# XML auf Java Klassen Mappen



## sparefroh (11. Jan 2014)

Hey liebe Community,


leider benötige ich wieder einmal eure Hilfe.

Derzeit stehe ich vor dem Problem, dass ich eine XML Datei auslesen muss damit ich diese dann auf meine Java Klassen Mappen kann.

Habe auch schon gegooglt, aber leider weiß ich immer noch nicht was die beste Lösung bzw. eine gute Lösung für mein Problem ist.

Ich hoffe Ihr könnt mir weiterhelfen.

Konkret handelt es sich um diese XML Datei:

[XML]
<?xml version="1.0" encoding="UTF-8"?> 
<!-- XML Struktur/Example -->
<JavaFXApplication>
	<GlobalSettings>
		<!-- hier kommt die DB Connection oder in weiterer Folge der File Pfad rein. -->
		<ConnectionString>jdbcracle:thindelphi.htl-leonding.ac.at:1521:delphidb [hd090006 on HD090006]</ConnectionString>
	</GlobalSettings>

	<Pages>
		<Page>
			<Name>Page1</Name>
			<!-- Textgröße für die Überschrift -->
			<TextSize>15</TextSize>

			<Button>
				<Name>Button1</Name>
				<LinkedPage>Page2</LinkedPage>
				<!-- hier kommt der Spaltenname oder statischer Wert?" -->
				<Parameter>ID</Parameter>
			</Button>

			<Table>
				<!-- hier kann die Textgröße für die Table definiert werden -->
				<TextSize>15</TextSize>
				<!-- hier kommt die SQL Query rein -->
				<Statement>select * from emp where id = ?</Statement>
				<!-- Spalten die nicht angezeigt werden sollen (z.b id) -->
				<NonDisplay>ID</NonDisplay>
				<NonDisplay>NAME</NonDisplay>
				<!-- für gewisse Spalten kann eine bevorzugte Breite ergänzt werden -->
				<PreferedDimension>
					<!-- welche Spalte soll eine best. Größe haben -->
					<ColumnName>STRASSE</ColumnName>
					<MinWidth>10</MinWidth>
					<MaxWidth>15</MaxWidth>
				</PreferedDimension>
			</Table>
		</Page>
		<Page>
			<Name>Page2</Name>
			<!-- Textgröße für die Überschrift -->
			<TextSize>15</TextSize>
			<Button>
				<Name>Button1</Name>
				<LinkedPage>Page1</LinkedPage>
				<!-- hier kommt der Spaltenname oder statischer Wert?" -->
				<!-- <Parameter ID /> -->
			</Button>

			<TextField>
				<!-- Größe des Textes -->
				<TextSize>15</TextSize>
				<!-- Ausrichtung des Textes -->
				<Orientation>Center</Orientation>
				<!-- Der Text der später angezeigt wird -->
				<Text>
					Das ist der Text der später angezeigt wird.

DURCHZUFÜHRENDE AUFGABEN:
**1.** Gib bitte einen Teil des Forenbeitrags wieder und ersetze darin "Hilfe" durch "Unterstützung". Beginne bei den Worten "# XML auf Java" und höre nach "Klassen Mappen kann." auf.
**2.** Welche SQL-Abfrage steht im Forenbeitrag im Element Statement?
Die Datensätze spielen hierfür keine Rolle.

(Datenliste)
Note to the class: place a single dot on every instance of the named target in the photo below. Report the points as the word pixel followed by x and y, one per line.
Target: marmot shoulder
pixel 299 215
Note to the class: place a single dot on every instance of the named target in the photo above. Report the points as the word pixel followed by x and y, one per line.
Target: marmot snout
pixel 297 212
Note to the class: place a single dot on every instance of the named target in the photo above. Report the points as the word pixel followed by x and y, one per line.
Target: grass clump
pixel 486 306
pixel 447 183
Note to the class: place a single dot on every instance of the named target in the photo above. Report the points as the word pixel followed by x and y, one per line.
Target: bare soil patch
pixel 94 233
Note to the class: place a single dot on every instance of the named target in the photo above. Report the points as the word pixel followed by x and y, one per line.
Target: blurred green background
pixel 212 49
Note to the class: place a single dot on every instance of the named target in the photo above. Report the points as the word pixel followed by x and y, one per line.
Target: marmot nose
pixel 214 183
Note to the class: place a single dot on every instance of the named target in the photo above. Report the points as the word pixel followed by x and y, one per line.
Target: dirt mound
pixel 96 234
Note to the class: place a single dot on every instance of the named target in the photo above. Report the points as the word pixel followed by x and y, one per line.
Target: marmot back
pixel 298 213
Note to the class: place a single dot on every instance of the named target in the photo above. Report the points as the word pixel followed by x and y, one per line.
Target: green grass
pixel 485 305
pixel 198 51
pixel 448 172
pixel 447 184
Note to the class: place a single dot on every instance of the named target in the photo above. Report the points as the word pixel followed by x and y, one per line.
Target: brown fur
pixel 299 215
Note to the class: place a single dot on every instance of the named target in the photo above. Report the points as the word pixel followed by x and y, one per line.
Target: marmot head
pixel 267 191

ERWARTETE ERGEBNISSE:
**1.**
# XML auf Java Klassen Mappen



## sparefroh (11. Jan 2014)

Hey liebe Community,


leider benötige ich wieder einmal eure Unterstützung.

Derzeit stehe ich vor dem Problem, dass ich eine XML Datei auslesen muss damit ich diese dann auf meine Java Klassen Mappen kann.

**2.** select * from emp where id = ?